▼▼▼

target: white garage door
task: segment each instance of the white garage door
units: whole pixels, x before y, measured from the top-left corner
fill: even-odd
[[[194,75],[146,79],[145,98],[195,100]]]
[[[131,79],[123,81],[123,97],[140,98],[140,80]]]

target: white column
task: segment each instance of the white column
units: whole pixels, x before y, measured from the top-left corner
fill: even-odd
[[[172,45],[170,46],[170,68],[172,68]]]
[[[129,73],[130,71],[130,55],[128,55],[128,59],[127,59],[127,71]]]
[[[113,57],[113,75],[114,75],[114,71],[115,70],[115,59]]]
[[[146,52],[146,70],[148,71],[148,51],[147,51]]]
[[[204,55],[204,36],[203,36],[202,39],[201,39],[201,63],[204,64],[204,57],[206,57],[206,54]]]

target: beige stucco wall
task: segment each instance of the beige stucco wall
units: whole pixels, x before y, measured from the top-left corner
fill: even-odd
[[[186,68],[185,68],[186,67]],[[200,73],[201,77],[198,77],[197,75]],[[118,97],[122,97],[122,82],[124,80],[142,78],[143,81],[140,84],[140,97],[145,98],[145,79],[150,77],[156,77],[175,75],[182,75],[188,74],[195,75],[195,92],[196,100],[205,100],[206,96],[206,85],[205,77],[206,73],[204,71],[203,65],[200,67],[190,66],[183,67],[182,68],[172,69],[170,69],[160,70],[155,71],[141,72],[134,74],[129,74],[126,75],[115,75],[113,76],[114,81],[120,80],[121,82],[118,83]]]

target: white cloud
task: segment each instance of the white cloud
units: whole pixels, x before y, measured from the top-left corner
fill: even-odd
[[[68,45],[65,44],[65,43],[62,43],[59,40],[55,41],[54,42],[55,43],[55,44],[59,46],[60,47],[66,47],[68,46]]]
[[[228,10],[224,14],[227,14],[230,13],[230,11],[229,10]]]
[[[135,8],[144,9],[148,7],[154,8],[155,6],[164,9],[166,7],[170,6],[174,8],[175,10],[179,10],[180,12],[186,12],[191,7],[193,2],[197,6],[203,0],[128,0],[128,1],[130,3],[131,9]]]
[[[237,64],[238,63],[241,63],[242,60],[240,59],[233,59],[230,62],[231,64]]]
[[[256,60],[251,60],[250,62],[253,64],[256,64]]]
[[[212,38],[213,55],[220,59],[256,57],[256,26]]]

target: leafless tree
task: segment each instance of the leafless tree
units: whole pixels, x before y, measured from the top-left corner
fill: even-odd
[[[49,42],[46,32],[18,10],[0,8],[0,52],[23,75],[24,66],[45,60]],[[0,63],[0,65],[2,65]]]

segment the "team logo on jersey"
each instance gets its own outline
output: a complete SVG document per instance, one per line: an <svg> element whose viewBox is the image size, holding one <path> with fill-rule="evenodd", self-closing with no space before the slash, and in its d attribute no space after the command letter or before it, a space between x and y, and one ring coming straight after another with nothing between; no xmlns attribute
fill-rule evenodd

▲▲▲

• [Task brief] Find every line above that contains the string "door", and copy each of those lines. Matching is case-sensitive.

• [Solution to the problem]
target: white garage door
task: segment each instance of the white garage door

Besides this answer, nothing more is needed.